▸ **Ваша задача**:
Продолжите рассказ о выведении бабочек Армиды из гусениц, начав сразу после его последнего предложения.

▸ **Текст документа**:
┌──
Перечитывая написанное, я вижу, что дал лишь весьма слабое представление об энтомологических открытиях, сделанных мною во время второй поездки в Гвиану.
Постараюсь исправить это упущение, лишь бы читатель не корил меня за старания угодить ему.
Прежде чем подробно поговорить об охоте за насекомыми, я хотел бы сказать несколько слов о разведении насекомых, которым я все больше стал заниматься. Я разводил всяких насекомых, но, разумеется, как любитель бабочек, главным образом интересовался их выведением из гусениц.
Вот как мне удалось наловить гусениц великолепной бабочки-сатурнии Армиды.
Однажды, возвращаясь с осмотра лагерных мастерских, я проходил мимо большого дерева с толстым стволом, которое росло в полукилометре от моего дома, и заметил любопытную картину: ствол этого дерева, которое я видел ежедневно, имел в тот день совершенно необычный вид — сероватую его кору покрывало огромное темное пятно; пятно это простиралось от земли на пять-шесть метров в высоту.
Издали я принял пятно за клубок переплетающихся змей, но, приблизившись, разглядел, что это скопище гусениц, и очень быстро распознал в них гусениц одного из вида сатурний. А мне очень хотелось обогатить свою коллекцию именно этими крупными и красивыми бабочками.
Я взял сначала несколько штук, но в тот же день снабдил мальчика, служившего в моем доме, большим количеством коробок и банок и послал его за гусеницами. Я просил принести несколько сот и посоветовал не набивать их в коробку слишком плотно, чтобы они не давили друг на друга.
Заметив, что гусеницы ползли по стволу вниз, я понял, что они вскоре зароются в землю и окуклятся. Гусеницы этой группы не прикрепляют свои коконы на ветвях, а зарываются в землю, которую они склеивают вокруг себя, устраивая с помощью шелковинок земляной кокон.
Я посадил всех гусениц в большие ящики для разведения шелковичных червей; на дне этих ящиков насыпан был слой песка сантиметров в десять толщиной, для того чтобы каждая гусеница могла устроить себе ложе.
Выведение бабочек удалось даже лучше, чем я думал: я имел удовольствие видеть, как из куколок вышла целая уйма великолепных бабочек. Выяснилось, что среди них много самцов.
Как только бабочки вылупились из куколок, я поспешил отделить самок, боясь, как бы самцы не причинили им вреда. И что же? Несколько ночей подряд, к моему удивлению, на наши веранды налетали тысячи самцов Армиды, которых привлекли самки. Большинство этих кавалеров прямо летели к ящикам, и которых находились самки, и ползали по ним целыми толпами.
Такое скопище в конце концов мне надоело, и я решил уморить самок цианистым калием.
Несколько бабочек я, однако, оставил в живых и держал их в закрытом ящике, желая понаблюдать, что же будет с этими неоплодотворенными особями. Я убедился, что бабочка, не отложившая яиц, живет заметно дольше.
└──
▸ **Записанные данные**:
┌──
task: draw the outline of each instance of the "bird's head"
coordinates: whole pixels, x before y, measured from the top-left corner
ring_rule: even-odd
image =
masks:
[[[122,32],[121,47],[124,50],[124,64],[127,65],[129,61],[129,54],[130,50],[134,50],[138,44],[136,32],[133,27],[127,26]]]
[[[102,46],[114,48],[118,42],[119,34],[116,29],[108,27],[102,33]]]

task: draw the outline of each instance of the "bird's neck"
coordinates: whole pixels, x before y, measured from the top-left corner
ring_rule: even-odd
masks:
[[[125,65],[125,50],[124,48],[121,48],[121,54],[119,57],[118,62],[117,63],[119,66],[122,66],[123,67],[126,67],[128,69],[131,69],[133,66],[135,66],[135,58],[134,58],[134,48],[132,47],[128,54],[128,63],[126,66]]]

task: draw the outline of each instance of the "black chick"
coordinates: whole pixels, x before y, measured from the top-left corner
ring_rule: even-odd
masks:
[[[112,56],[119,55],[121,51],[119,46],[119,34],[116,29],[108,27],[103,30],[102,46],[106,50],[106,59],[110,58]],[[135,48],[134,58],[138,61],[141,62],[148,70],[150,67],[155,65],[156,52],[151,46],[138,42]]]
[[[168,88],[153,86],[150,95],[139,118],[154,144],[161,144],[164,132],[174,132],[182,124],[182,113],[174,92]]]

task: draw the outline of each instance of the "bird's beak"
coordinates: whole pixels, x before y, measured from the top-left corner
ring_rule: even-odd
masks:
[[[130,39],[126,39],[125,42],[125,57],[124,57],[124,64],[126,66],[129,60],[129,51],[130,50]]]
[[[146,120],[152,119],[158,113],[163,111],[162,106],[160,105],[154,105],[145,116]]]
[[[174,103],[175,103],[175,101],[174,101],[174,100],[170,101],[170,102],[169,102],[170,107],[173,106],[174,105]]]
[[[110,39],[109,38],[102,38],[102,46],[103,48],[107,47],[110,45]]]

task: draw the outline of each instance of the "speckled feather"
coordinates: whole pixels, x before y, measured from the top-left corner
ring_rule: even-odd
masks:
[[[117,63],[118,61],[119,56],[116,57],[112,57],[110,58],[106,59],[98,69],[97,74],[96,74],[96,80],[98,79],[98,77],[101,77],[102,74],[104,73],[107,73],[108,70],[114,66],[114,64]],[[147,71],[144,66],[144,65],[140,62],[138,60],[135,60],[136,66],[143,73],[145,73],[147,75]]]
└──
▸ **Ответ к упражнению**:
Гораздо позже, году так в тысяча девятьсот тридцать четвертом, будучи во Франции, я проверил это явление на великолепном жуке.
Однажды мать одного из моих корреспондентов, жившего на Берегу Слоновой Кости, прислала мне живого голиафа королевского, крупного жука Африки. Я пришел в восторг от этого чудесного жука, черного с белым, выглядевшего бархатным. Дама попросила меня уморить жука и препарировать его. Я наотрез отказался это сделать, так как был слишком счастлив впервые увидеть живого и такого великолепного голиафа.
— Сударыня, сделайте мне громаднейшее удовольствие: оставьте у меня жука до тех пор, пока он не умрет своей смертью. А тогда я вам немедленно его препарирую. В благодарность за то, что вы удовлетворите мой каприз, я дам вашему сыну несколько прекрасных экземпляров экзотических насекомых, — сказал я.
Мне стоило большого труда уговорить посетительницу. Но, полагая, что жук все равно не проживет больше двух-трех недель, она в конце концов согласилась.
Я купил красивый аквариум. Вместо воды я насыпал на дно песку и положил зеленые ветки. Затем я стал думать, чем мне кормить моего жильца. Вскоре выяснилось, что он питается соком ягод — клубники, вишни и других. Когда настала зима и свежих ягод уже не было, он принимал и ягоды из компота, но тогда ему нужно было давать воду для питья.
Я поставил аквариум к себе на письменный стол, и жук-голиаф долго развлекал моих гостей.
Узнав, что я стал обладателем такого чудесного жука, директор Парижского музея стал упрашивать меня, чтобы я продал ему голиафа. Я не мог удовлетворить его желание: ведь я обещал владелице препарировать жука, когда он умрет.
Умрет? Я сделал все возможное для того, чтобы отсрочить его смерть. И все же он умер в результате нелепой случайности. Мне пришлось на неделю уехать по делам в Ниццу, а служащие, которым я доверил жука, не только не заботились о нем, но совсем о нем и не думали. Возвратившись, я узнал, что голиафу почти не давали пить. Как я ни старался спасти его, он, к глубокому моему огорчению, через несколько дней умер.
По моей просьбе мой корреспондент отдал мне мертвого голиафа в обмен на редкостную бабочку.
В 1935 году, в середине ноября, я с изумлением увидел, что по моему кабинету порхает великолепный экземпляр бабочки дневного павлиньего глаза. Очевидно, он залетел ко мне еще осенью в поисках места для зимовки (эта бабочка зимует). Я клал для нее на блюдечко смоченную гигроскопическую ватку; иногда я клал две ватки: одну, пропитанную чистой водой, а другую — водой, подслащенной медом. Обычно она предпочитала ту ватку, где был мед.
Днем она целыми часами сидела за гардиной, прицепившись к оконному стеклу. Так она прожила три месяца. В одно февральское утро ее нашли на окне мертвой, — ночью был двадцатиградусный мороз, и бабочка замерзла.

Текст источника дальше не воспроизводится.